[WHAT TO DO] Extract every line of the rows below that contains the string "geometry", and copy each of those lines in full without changing it.

>> START MATERIAL FOR THIS TASK

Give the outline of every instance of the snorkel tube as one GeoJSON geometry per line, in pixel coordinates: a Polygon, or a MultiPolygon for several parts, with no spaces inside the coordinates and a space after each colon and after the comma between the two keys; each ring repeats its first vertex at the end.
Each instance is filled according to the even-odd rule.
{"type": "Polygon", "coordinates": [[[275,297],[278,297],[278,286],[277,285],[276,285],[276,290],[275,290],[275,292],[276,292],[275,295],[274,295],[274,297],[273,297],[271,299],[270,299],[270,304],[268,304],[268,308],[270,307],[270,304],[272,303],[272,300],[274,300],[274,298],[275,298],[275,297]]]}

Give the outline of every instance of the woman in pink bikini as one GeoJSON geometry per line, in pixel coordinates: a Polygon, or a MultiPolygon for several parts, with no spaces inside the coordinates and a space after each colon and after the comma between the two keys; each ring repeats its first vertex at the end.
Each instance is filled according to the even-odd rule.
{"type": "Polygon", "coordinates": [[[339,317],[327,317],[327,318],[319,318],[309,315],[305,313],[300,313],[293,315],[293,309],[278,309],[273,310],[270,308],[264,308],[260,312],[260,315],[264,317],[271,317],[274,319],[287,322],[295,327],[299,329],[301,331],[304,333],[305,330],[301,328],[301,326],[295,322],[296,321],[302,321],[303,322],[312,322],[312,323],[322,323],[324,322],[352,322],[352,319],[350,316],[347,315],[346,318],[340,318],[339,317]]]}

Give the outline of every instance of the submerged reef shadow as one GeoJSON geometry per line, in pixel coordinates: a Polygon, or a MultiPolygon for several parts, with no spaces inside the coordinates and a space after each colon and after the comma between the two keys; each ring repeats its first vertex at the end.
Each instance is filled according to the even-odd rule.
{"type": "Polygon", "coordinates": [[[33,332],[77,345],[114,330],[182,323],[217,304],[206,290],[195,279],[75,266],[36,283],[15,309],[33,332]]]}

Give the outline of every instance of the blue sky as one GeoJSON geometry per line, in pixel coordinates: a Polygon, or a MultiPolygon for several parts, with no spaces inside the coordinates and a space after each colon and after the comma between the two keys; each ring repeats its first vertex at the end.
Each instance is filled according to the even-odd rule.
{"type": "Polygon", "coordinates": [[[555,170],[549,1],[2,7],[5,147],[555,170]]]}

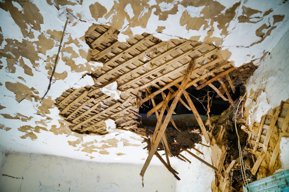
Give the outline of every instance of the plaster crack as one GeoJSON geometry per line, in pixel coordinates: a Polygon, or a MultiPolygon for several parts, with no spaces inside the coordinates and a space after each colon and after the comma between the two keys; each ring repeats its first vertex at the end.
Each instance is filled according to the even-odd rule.
{"type": "Polygon", "coordinates": [[[5,174],[2,174],[2,176],[5,176],[7,177],[11,177],[14,179],[23,179],[23,177],[22,177],[22,178],[20,178],[20,177],[14,177],[13,176],[11,176],[11,175],[6,175],[5,174]]]}

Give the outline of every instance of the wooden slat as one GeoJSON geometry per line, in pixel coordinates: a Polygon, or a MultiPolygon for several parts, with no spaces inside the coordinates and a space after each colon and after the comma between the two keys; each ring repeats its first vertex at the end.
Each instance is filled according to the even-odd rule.
{"type": "Polygon", "coordinates": [[[261,119],[261,122],[260,123],[260,126],[259,127],[259,130],[258,132],[258,135],[257,136],[257,138],[256,139],[256,144],[255,146],[254,146],[253,151],[257,151],[257,148],[258,147],[258,144],[259,141],[260,140],[260,138],[261,136],[261,134],[262,134],[262,131],[263,130],[263,125],[264,124],[264,122],[265,121],[265,119],[266,119],[266,115],[263,115],[261,119]]]}
{"type": "Polygon", "coordinates": [[[57,105],[59,107],[61,107],[66,102],[68,101],[71,97],[74,96],[75,95],[78,93],[78,92],[82,88],[79,88],[78,89],[77,89],[73,91],[72,93],[69,94],[69,95],[68,95],[67,97],[64,98],[63,100],[61,101],[60,103],[58,103],[57,104],[57,105]]]}
{"type": "Polygon", "coordinates": [[[231,96],[230,95],[230,93],[229,92],[229,91],[228,91],[228,90],[227,89],[227,88],[226,87],[225,84],[224,83],[223,81],[220,79],[218,79],[218,80],[221,83],[222,86],[223,87],[223,88],[225,90],[225,92],[226,93],[226,94],[227,95],[227,96],[228,97],[228,98],[229,100],[229,102],[233,106],[234,106],[235,103],[234,103],[234,101],[233,101],[231,96]]]}
{"type": "Polygon", "coordinates": [[[215,81],[217,79],[219,79],[219,78],[221,77],[224,75],[225,75],[226,74],[228,74],[229,73],[230,73],[231,71],[233,71],[233,70],[235,69],[236,68],[235,68],[235,67],[231,67],[231,68],[230,68],[230,69],[225,71],[224,72],[223,72],[223,73],[220,73],[220,74],[219,74],[217,75],[216,75],[214,77],[212,78],[210,80],[209,80],[208,81],[206,81],[206,82],[202,84],[202,85],[201,85],[197,87],[197,88],[196,88],[196,89],[197,90],[199,90],[199,89],[201,89],[202,88],[204,87],[205,86],[208,85],[208,84],[209,83],[212,83],[213,81],[215,81]]]}
{"type": "MultiPolygon", "coordinates": [[[[199,46],[200,47],[201,47],[202,46],[203,46],[203,45],[199,45],[199,46]]],[[[214,50],[214,51],[216,51],[216,49],[215,49],[214,50]]],[[[194,51],[197,51],[197,50],[195,50],[194,51]]],[[[212,51],[213,52],[213,51],[212,51]]],[[[192,52],[194,52],[193,51],[192,52]]],[[[164,63],[163,63],[161,65],[160,65],[156,68],[154,68],[149,71],[147,71],[147,73],[146,73],[145,75],[141,75],[139,77],[136,77],[135,78],[134,78],[133,79],[132,79],[130,81],[128,81],[127,82],[126,82],[125,83],[123,83],[122,85],[120,85],[119,87],[119,88],[120,89],[121,89],[122,88],[123,88],[124,87],[125,87],[126,86],[127,86],[128,85],[131,84],[131,83],[134,83],[136,82],[137,82],[140,81],[142,78],[144,78],[145,77],[147,77],[148,76],[153,75],[153,73],[156,73],[158,71],[160,71],[161,70],[164,69],[166,67],[167,67],[168,66],[169,66],[169,65],[175,63],[176,62],[177,62],[178,60],[179,60],[181,58],[182,58],[183,57],[185,56],[186,56],[187,55],[189,55],[192,53],[192,52],[190,50],[188,50],[185,53],[184,53],[184,54],[183,54],[180,55],[178,56],[177,56],[176,57],[175,57],[173,59],[171,60],[170,60],[169,61],[168,61],[167,62],[166,62],[164,63]]],[[[212,53],[212,54],[213,54],[212,53]]],[[[196,61],[197,61],[198,60],[199,60],[199,58],[197,58],[195,60],[196,60],[195,61],[195,60],[194,60],[194,62],[196,62],[196,61]]],[[[184,66],[181,66],[181,67],[182,67],[181,69],[183,70],[185,69],[185,68],[187,67],[187,66],[188,66],[189,63],[189,62],[188,62],[187,63],[185,64],[185,65],[184,65],[184,66]]],[[[141,88],[142,89],[144,88],[142,87],[141,88]]]]}
{"type": "Polygon", "coordinates": [[[78,124],[76,125],[74,127],[73,127],[71,129],[72,129],[73,130],[75,130],[75,129],[78,128],[79,127],[83,125],[84,125],[85,123],[87,123],[89,122],[89,121],[92,121],[92,120],[93,120],[94,119],[96,119],[97,118],[99,117],[102,115],[104,114],[105,113],[107,112],[108,111],[109,111],[110,110],[111,110],[112,109],[115,109],[118,106],[119,106],[121,104],[121,103],[120,103],[118,101],[116,102],[114,104],[113,104],[111,106],[110,106],[108,107],[107,107],[104,110],[101,111],[100,112],[99,112],[99,113],[97,113],[95,115],[92,115],[90,117],[87,119],[85,119],[85,120],[84,121],[81,121],[81,123],[79,123],[78,124]]]}
{"type": "Polygon", "coordinates": [[[93,49],[95,48],[99,44],[104,41],[105,39],[112,35],[117,31],[116,29],[114,28],[110,29],[90,44],[91,47],[93,49]]]}
{"type": "Polygon", "coordinates": [[[70,114],[69,114],[69,115],[67,116],[67,117],[66,117],[65,119],[68,119],[70,117],[71,117],[72,115],[75,114],[76,113],[77,113],[79,110],[82,109],[83,107],[84,107],[86,105],[89,103],[92,102],[92,101],[93,100],[94,98],[91,98],[88,100],[84,102],[82,104],[78,106],[77,108],[73,112],[72,112],[70,114]]]}
{"type": "Polygon", "coordinates": [[[66,111],[70,109],[71,107],[77,103],[79,101],[86,97],[87,95],[87,93],[88,93],[88,92],[87,91],[87,90],[85,90],[82,92],[81,94],[80,94],[77,98],[65,107],[65,108],[60,111],[60,113],[61,114],[64,114],[65,113],[66,111]]]}
{"type": "MultiPolygon", "coordinates": [[[[135,75],[136,74],[137,74],[137,73],[139,71],[141,71],[142,70],[143,70],[146,68],[149,67],[151,62],[153,63],[154,63],[155,62],[157,61],[158,60],[160,59],[161,58],[163,58],[164,57],[165,57],[166,56],[171,54],[173,52],[175,51],[176,50],[180,49],[183,47],[184,46],[189,45],[190,43],[191,43],[191,42],[190,41],[186,41],[170,49],[167,51],[166,52],[162,54],[156,56],[156,57],[151,59],[151,60],[150,60],[148,61],[147,62],[141,65],[136,69],[134,69],[129,71],[127,73],[125,73],[121,76],[118,77],[115,79],[114,79],[113,81],[119,81],[121,80],[123,80],[125,78],[127,78],[130,77],[131,77],[133,75],[135,75]]],[[[160,70],[161,70],[161,69],[160,69],[160,70]]],[[[138,77],[138,78],[140,79],[143,78],[144,77],[147,77],[149,75],[149,74],[147,73],[146,73],[145,74],[144,74],[143,75],[141,75],[141,76],[142,76],[141,77],[140,77],[140,76],[139,77],[138,77]]],[[[123,86],[125,86],[125,85],[124,85],[123,86]]],[[[121,88],[121,87],[120,86],[119,88],[121,88]]]]}
{"type": "MultiPolygon", "coordinates": [[[[186,75],[184,78],[184,80],[182,82],[179,90],[175,92],[175,93],[177,93],[176,94],[175,96],[170,107],[170,109],[168,111],[167,114],[166,116],[166,118],[164,120],[164,122],[161,125],[160,127],[160,128],[159,131],[157,132],[157,131],[155,131],[153,133],[154,135],[157,134],[157,135],[155,137],[155,140],[153,141],[154,142],[152,144],[151,148],[151,150],[149,153],[147,158],[145,162],[144,163],[143,167],[140,172],[140,174],[142,176],[143,176],[145,171],[147,170],[147,167],[148,166],[150,162],[151,162],[151,160],[153,156],[156,151],[157,149],[158,146],[159,144],[160,143],[161,139],[162,137],[162,135],[165,132],[166,126],[168,124],[168,122],[169,122],[171,118],[171,117],[173,112],[177,106],[177,104],[179,101],[179,100],[181,97],[181,95],[183,92],[185,90],[186,85],[190,79],[190,76],[193,70],[195,64],[193,60],[191,60],[190,62],[189,66],[188,67],[188,68],[187,69],[186,75]]],[[[168,98],[169,97],[168,97],[168,98]]],[[[156,130],[158,130],[158,128],[156,127],[156,130]]]]}
{"type": "MultiPolygon", "coordinates": [[[[284,107],[284,104],[283,105],[284,107]]],[[[276,143],[276,145],[275,146],[275,148],[272,153],[272,156],[270,160],[270,163],[269,164],[268,168],[268,170],[269,172],[271,172],[275,164],[276,159],[280,153],[280,142],[281,142],[281,139],[285,134],[286,132],[288,131],[288,127],[289,127],[289,111],[287,111],[285,117],[285,120],[283,123],[283,125],[281,128],[280,134],[279,136],[278,140],[277,141],[277,143],[276,143]]]]}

>> END MATERIAL FOR THIS TASK

[ANSWER TO THIS TASK]
Give the outline of every instance of the snorkel tube as one GeoJSON geometry per line, in pixel coordinates: a Polygon, or a MultiPolygon for several parts, with no spaces inside the coordinates and a space after each colon and after the comma between the two keys; each ring repeats its first vertex at the end.
Give the outline of every instance of the woman in pink bikini as one GeoJSON geometry per line, in pixel coordinates: a Polygon, or a MultiPolygon for several parts, with no spaces inside the coordinates and a space after each colon and after the comma between the two keys; each ring repeats its first vertex at the end.
Give the outline of every instance of the submerged reef shadow as one GeoJSON geometry per line, in pixel coordinates: a Polygon, or a MultiPolygon for several parts, with no spaces inside the coordinates and a space after each colon and after the comma between the two keys; each ring repeats its first vertex at the end.
Give the outline of every instance of the blue sky as one GeoJSON geometry per line, in pixel coordinates: a Polygon, or a MultiPolygon for several parts, with no spaces inside the coordinates and a space after each colon and after the comma between the two keys; each ring repeats its first vertex at the end.
Give the outline of every instance of the plaster crack as one GeoJSON geometry per line, in pixel coordinates: a Polygon, or a MultiPolygon for several parts, with no spaces inside the coordinates and a space after each colon and after the comma between the two keys; each ring repeats its first vertex at the end.
Give the outline of every instance of the wooden slat as one GeoJSON geometry per line, in pixel coordinates: a Polygon, or a MultiPolygon for several parts, with no spaces inside the coordinates and a space after each colon and after the comma between the two keys; each ring repeats its first vertex at the end.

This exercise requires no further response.